### Listed records

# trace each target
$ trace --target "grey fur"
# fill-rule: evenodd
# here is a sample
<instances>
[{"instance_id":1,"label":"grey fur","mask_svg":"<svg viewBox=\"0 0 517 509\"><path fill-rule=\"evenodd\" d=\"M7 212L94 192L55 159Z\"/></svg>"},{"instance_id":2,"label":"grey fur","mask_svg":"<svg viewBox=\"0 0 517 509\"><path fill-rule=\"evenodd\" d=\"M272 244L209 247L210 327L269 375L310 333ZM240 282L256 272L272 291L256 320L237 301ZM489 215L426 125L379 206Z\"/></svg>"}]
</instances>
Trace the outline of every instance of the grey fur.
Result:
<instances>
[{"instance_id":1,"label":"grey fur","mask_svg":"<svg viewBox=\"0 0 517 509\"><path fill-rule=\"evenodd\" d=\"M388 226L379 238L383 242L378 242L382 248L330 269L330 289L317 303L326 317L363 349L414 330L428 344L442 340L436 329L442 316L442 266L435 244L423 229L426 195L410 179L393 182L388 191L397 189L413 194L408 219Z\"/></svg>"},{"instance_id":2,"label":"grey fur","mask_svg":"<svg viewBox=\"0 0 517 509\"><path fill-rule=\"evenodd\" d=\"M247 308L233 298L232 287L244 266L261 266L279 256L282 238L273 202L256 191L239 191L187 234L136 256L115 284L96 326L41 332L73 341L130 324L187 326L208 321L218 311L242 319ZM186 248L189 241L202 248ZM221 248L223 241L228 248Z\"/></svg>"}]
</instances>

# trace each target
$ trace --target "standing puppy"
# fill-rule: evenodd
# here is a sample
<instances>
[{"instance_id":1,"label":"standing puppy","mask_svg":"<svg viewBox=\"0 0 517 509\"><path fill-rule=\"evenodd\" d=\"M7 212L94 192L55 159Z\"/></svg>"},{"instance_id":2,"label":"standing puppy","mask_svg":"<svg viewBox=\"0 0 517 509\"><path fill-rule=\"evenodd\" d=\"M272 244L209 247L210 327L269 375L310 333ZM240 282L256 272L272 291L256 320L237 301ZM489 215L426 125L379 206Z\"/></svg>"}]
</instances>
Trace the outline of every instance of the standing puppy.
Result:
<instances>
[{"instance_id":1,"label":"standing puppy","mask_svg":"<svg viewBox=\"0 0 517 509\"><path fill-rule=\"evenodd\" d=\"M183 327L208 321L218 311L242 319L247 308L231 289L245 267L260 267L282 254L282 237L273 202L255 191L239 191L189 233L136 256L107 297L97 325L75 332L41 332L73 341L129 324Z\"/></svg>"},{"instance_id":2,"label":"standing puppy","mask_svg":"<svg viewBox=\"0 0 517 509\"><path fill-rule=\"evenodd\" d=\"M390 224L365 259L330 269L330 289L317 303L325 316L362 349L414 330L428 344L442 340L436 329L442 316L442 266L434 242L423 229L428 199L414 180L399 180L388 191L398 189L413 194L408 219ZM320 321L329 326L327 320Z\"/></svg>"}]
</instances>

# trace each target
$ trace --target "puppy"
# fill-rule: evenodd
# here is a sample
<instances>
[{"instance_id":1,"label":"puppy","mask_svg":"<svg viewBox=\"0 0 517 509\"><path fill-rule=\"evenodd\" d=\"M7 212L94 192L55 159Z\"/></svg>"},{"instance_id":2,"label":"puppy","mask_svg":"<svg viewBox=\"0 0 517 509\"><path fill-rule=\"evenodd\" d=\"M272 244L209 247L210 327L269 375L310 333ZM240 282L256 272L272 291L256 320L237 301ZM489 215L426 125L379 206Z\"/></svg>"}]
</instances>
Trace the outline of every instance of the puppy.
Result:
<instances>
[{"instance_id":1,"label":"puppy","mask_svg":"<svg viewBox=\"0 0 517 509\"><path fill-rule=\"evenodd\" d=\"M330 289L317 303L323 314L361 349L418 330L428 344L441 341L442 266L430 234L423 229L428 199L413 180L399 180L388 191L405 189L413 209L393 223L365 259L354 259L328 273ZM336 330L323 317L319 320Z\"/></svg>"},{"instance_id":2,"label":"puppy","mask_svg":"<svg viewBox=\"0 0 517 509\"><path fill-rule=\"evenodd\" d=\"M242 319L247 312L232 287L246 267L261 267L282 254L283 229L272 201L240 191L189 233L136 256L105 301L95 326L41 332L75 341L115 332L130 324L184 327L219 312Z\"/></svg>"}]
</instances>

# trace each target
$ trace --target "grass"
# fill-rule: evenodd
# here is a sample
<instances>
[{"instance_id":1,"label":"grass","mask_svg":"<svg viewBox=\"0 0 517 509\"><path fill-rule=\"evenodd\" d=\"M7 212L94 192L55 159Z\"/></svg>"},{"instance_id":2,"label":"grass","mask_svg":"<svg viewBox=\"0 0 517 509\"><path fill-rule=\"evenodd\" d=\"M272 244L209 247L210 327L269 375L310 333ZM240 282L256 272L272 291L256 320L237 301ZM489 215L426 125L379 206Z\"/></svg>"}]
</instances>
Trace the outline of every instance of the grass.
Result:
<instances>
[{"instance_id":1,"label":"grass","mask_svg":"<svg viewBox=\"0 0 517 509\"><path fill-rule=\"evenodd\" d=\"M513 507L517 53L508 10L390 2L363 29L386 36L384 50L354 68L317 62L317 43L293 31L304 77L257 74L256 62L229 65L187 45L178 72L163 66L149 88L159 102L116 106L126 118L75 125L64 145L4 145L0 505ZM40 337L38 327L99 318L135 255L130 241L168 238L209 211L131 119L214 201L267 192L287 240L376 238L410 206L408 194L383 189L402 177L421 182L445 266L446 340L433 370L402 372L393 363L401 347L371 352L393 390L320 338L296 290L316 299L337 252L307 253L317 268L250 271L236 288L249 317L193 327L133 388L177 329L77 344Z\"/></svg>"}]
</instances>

### Exercise description
Return every line exactly.

### The reply
# trace each target
$ trace --target "grey fur"
# fill-rule: evenodd
# here is a sample
<instances>
[{"instance_id":1,"label":"grey fur","mask_svg":"<svg viewBox=\"0 0 517 509\"><path fill-rule=\"evenodd\" d=\"M7 212L94 192L55 159Z\"/></svg>"},{"instance_id":2,"label":"grey fur","mask_svg":"<svg viewBox=\"0 0 517 509\"><path fill-rule=\"evenodd\" d=\"M272 244L209 247L210 327L269 375L310 333ZM240 282L256 272L272 291L256 320L237 301ZM489 215L426 125L379 206Z\"/></svg>"}]
</instances>
Trace the outline of every instance of the grey fur.
Result:
<instances>
[{"instance_id":1,"label":"grey fur","mask_svg":"<svg viewBox=\"0 0 517 509\"><path fill-rule=\"evenodd\" d=\"M388 226L379 238L383 242L378 242L382 248L330 269L330 289L317 303L326 317L363 349L414 330L428 344L442 340L436 329L442 316L442 266L435 244L423 229L426 195L410 179L393 182L388 191L397 189L413 194L408 219Z\"/></svg>"},{"instance_id":2,"label":"grey fur","mask_svg":"<svg viewBox=\"0 0 517 509\"><path fill-rule=\"evenodd\" d=\"M247 308L233 298L232 287L244 266L261 266L279 256L282 238L273 202L256 191L239 191L187 234L136 256L115 284L96 326L41 332L73 341L130 324L187 326L208 321L218 311L242 319ZM186 248L189 241L202 248ZM221 248L223 241L228 248Z\"/></svg>"}]
</instances>

# trace each target
$ trace --target "standing puppy"
# fill-rule: evenodd
# here is a sample
<instances>
[{"instance_id":1,"label":"standing puppy","mask_svg":"<svg viewBox=\"0 0 517 509\"><path fill-rule=\"evenodd\" d=\"M7 212L94 192L55 159Z\"/></svg>"},{"instance_id":2,"label":"standing puppy","mask_svg":"<svg viewBox=\"0 0 517 509\"><path fill-rule=\"evenodd\" d=\"M272 244L209 247L210 327L269 375L310 333ZM240 282L256 272L272 291L256 320L237 301ZM489 215L426 125L379 206Z\"/></svg>"}]
</instances>
Trace the outline of every instance of the standing puppy.
Result:
<instances>
[{"instance_id":1,"label":"standing puppy","mask_svg":"<svg viewBox=\"0 0 517 509\"><path fill-rule=\"evenodd\" d=\"M183 327L208 321L218 311L242 319L247 308L231 289L245 267L260 267L282 254L282 237L273 202L255 191L239 191L189 233L136 256L107 297L97 325L75 332L41 332L73 341L129 324Z\"/></svg>"},{"instance_id":2,"label":"standing puppy","mask_svg":"<svg viewBox=\"0 0 517 509\"><path fill-rule=\"evenodd\" d=\"M390 224L365 259L330 269L330 289L317 303L325 316L362 349L414 330L428 344L442 340L436 329L442 316L442 266L434 242L423 229L428 199L414 180L399 180L388 191L398 189L413 194L408 219ZM320 321L329 326L327 320Z\"/></svg>"}]
</instances>

# trace each target
$ trace --target "puppy"
# fill-rule: evenodd
# here is a sample
<instances>
[{"instance_id":1,"label":"puppy","mask_svg":"<svg viewBox=\"0 0 517 509\"><path fill-rule=\"evenodd\" d=\"M7 212L94 192L55 159Z\"/></svg>"},{"instance_id":2,"label":"puppy","mask_svg":"<svg viewBox=\"0 0 517 509\"><path fill-rule=\"evenodd\" d=\"M272 244L209 247L210 327L269 375L310 333ZM240 282L256 272L272 291L256 320L237 301ZM489 215L426 125L379 206Z\"/></svg>"}]
</instances>
Trace the outline of every instance of the puppy.
Result:
<instances>
[{"instance_id":1,"label":"puppy","mask_svg":"<svg viewBox=\"0 0 517 509\"><path fill-rule=\"evenodd\" d=\"M330 289L317 303L323 314L361 349L418 330L428 344L441 341L442 266L430 234L423 229L428 199L413 180L399 180L388 191L405 189L413 209L393 223L365 259L354 259L328 273ZM336 330L323 317L319 320Z\"/></svg>"},{"instance_id":2,"label":"puppy","mask_svg":"<svg viewBox=\"0 0 517 509\"><path fill-rule=\"evenodd\" d=\"M242 319L247 312L232 287L246 267L261 267L282 254L283 229L272 201L240 191L189 233L136 256L105 301L95 326L41 332L75 341L115 332L130 324L184 327L219 312Z\"/></svg>"}]
</instances>

# trace each target
$ trace --target "grass"
# fill-rule: evenodd
# here is a sample
<instances>
[{"instance_id":1,"label":"grass","mask_svg":"<svg viewBox=\"0 0 517 509\"><path fill-rule=\"evenodd\" d=\"M7 212L94 192L55 159Z\"/></svg>"},{"instance_id":2,"label":"grass","mask_svg":"<svg viewBox=\"0 0 517 509\"><path fill-rule=\"evenodd\" d=\"M272 244L209 247L210 327L269 375L310 333ZM240 282L256 272L272 291L256 320L237 301ZM489 215L426 125L379 206Z\"/></svg>"}]
</instances>
Trace the outline of every instance of the grass.
Result:
<instances>
[{"instance_id":1,"label":"grass","mask_svg":"<svg viewBox=\"0 0 517 509\"><path fill-rule=\"evenodd\" d=\"M513 507L517 53L508 10L390 2L363 29L386 36L384 50L354 68L317 62L317 43L293 31L304 77L257 74L256 62L229 65L187 45L178 72L163 66L149 88L159 102L116 106L126 118L75 125L64 145L4 145L0 505ZM40 337L38 327L99 318L135 255L130 241L168 238L209 211L131 119L214 201L267 192L287 240L376 238L410 206L408 194L383 189L402 177L421 182L445 266L446 340L433 370L402 372L393 363L401 347L371 352L393 390L320 338L296 290L316 299L337 252L307 253L317 268L250 271L236 288L249 317L193 327L133 388L177 329L77 344Z\"/></svg>"}]
</instances>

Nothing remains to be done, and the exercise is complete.